TASK: Each record is to be repeated exactly as it stands below.

Referring expression pointing data
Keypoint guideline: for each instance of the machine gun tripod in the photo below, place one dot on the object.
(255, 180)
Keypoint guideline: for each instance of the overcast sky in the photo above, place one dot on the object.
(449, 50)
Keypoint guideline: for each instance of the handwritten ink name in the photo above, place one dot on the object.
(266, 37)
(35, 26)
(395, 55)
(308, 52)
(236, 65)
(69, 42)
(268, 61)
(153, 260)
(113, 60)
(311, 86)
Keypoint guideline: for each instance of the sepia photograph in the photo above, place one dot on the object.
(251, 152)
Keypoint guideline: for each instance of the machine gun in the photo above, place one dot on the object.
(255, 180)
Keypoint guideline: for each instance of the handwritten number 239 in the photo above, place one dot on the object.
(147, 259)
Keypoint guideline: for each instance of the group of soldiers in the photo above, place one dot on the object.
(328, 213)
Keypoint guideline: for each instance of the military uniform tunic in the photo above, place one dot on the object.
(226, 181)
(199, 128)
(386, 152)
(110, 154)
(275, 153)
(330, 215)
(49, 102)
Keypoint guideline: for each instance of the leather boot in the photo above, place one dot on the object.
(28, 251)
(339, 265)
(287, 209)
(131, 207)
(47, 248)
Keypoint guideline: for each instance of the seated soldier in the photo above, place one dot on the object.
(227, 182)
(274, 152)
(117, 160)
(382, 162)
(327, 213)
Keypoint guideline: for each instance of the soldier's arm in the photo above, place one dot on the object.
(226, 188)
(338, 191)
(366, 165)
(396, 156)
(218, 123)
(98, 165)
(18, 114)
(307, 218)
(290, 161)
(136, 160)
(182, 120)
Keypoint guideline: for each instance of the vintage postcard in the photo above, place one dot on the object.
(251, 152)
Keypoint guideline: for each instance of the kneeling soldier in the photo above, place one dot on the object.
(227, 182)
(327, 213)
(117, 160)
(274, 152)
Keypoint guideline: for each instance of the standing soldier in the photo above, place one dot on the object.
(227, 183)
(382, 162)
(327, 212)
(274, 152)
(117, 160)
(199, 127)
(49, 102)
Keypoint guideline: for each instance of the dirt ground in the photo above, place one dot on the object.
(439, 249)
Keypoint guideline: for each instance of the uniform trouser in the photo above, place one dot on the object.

ANSWER SPACE:
Keypoint guideline: for each instance of the machine gun tripod in the photo below, place one dot on the object.
(255, 180)
Keypoint guideline: for each instance of the overcast sky in the photo above, place one dot on the object.
(449, 50)
Keypoint guideline: for each instance of the handwritten ink name in the photo above, place one dot on the object.
(266, 37)
(35, 26)
(395, 55)
(308, 52)
(236, 65)
(69, 42)
(268, 61)
(153, 260)
(113, 60)
(311, 86)
Keypoint guideline: for each instance of the sepia photograph in the photo above, place one dot on the object.
(251, 152)
Keypoint guideline: for each instance of the machine gun in the photo above, place one dot on the object.
(255, 180)
Keypoint guideline: for each instance of the handwritten number 239 in the photo above, place one dot on the object.
(147, 259)
Keypoint guideline: for each instance of the group of soldiers in the photo above, place one dot on the object.
(328, 213)
Keypoint guideline: for each instance of the military uniform tunic in the photo above, place one dot on the object.
(226, 181)
(199, 128)
(386, 152)
(110, 154)
(275, 153)
(330, 215)
(49, 102)
Keypoint guideline: for each instance of the leather boot in the photo above, place one dot on the object.
(28, 251)
(339, 265)
(287, 209)
(131, 207)
(47, 248)
Keypoint guideline: for each instance of the seated soldier in the photo above, place one dot on the object.
(227, 182)
(274, 152)
(117, 160)
(382, 162)
(327, 213)
Keypoint guideline: for each instance of the soldier's arm in the photo above, place one dot on the object.
(226, 188)
(338, 191)
(366, 165)
(396, 156)
(218, 123)
(98, 165)
(18, 114)
(307, 218)
(290, 161)
(136, 160)
(182, 120)
Keypoint guideline: for each instance of the vintage postcard in the photo above, place one dot on the object.
(251, 152)
Keypoint guideline: for each instance of the kneeling soldier in the photo above, place one dot on the object.
(227, 182)
(327, 213)
(117, 160)
(274, 152)
Keypoint guideline: for each instance of the standing soldier in the photo above, place one dot on the object.
(227, 183)
(382, 162)
(327, 212)
(274, 152)
(117, 160)
(199, 127)
(49, 102)
Keypoint guideline: for each instance of the dirt ground in the photo above, place one dot on the object.
(439, 249)
Keypoint guideline: for each instance of the uniform trouser in the photo above, place one dot on the object.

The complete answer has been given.